(Records from a data source)
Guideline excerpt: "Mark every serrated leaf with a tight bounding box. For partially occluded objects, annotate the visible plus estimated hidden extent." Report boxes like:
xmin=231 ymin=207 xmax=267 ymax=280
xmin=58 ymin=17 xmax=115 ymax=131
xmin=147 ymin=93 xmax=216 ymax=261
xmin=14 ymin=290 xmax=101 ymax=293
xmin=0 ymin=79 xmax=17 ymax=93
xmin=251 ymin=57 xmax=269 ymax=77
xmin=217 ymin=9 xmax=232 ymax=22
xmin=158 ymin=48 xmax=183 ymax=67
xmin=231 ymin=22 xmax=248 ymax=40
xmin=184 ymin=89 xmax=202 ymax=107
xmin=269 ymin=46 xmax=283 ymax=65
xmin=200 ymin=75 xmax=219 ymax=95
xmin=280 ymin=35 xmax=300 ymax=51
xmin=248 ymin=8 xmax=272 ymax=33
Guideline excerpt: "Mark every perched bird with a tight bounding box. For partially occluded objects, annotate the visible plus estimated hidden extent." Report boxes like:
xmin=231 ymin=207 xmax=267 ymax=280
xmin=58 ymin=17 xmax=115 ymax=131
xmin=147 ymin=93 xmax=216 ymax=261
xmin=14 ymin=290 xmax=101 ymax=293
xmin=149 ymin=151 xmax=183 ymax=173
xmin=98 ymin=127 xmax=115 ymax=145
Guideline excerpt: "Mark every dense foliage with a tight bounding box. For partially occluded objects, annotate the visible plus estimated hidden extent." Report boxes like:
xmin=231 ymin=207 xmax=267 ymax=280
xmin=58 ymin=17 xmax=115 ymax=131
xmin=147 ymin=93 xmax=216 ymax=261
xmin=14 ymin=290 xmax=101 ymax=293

**WHAT THIS TASK INVOLVES**
Update every item above by writing "close-fitting bounding box" wherever "tight bounding box" appears. Leave everything else unchanged.

**WORKED ANSWER**
Guideline excerpt: "Mark every serrated leaf with a close-fitting bounding box. For partially occluded objects, annotate the visible plus estimated hidden extent." Report boxes like:
xmin=231 ymin=207 xmax=267 ymax=280
xmin=58 ymin=17 xmax=115 ymax=131
xmin=147 ymin=93 xmax=216 ymax=261
xmin=14 ymin=290 xmax=101 ymax=293
xmin=0 ymin=79 xmax=17 ymax=93
xmin=251 ymin=57 xmax=269 ymax=77
xmin=217 ymin=9 xmax=232 ymax=22
xmin=158 ymin=48 xmax=183 ymax=67
xmin=231 ymin=22 xmax=248 ymax=40
xmin=184 ymin=89 xmax=202 ymax=107
xmin=269 ymin=46 xmax=283 ymax=65
xmin=200 ymin=75 xmax=219 ymax=95
xmin=280 ymin=35 xmax=300 ymax=51
xmin=248 ymin=8 xmax=272 ymax=33
Guideline excerpt: "Mark every perched bird with a close-fitting bounding box. For partially occluded objects, annotate the visible plus estimated hidden extent." Report boxes like:
xmin=231 ymin=207 xmax=267 ymax=280
xmin=58 ymin=17 xmax=115 ymax=131
xmin=147 ymin=93 xmax=216 ymax=261
xmin=14 ymin=290 xmax=101 ymax=293
xmin=149 ymin=151 xmax=183 ymax=173
xmin=98 ymin=127 xmax=115 ymax=145
Guideline excerpt: "Mark every dense foliage with a close-fitting bounding box. For partially occluded objects, annotate the visible plus estimated hidden extent." Report boxes like:
xmin=231 ymin=207 xmax=267 ymax=280
xmin=58 ymin=17 xmax=115 ymax=131
xmin=147 ymin=93 xmax=216 ymax=261
xmin=14 ymin=290 xmax=101 ymax=293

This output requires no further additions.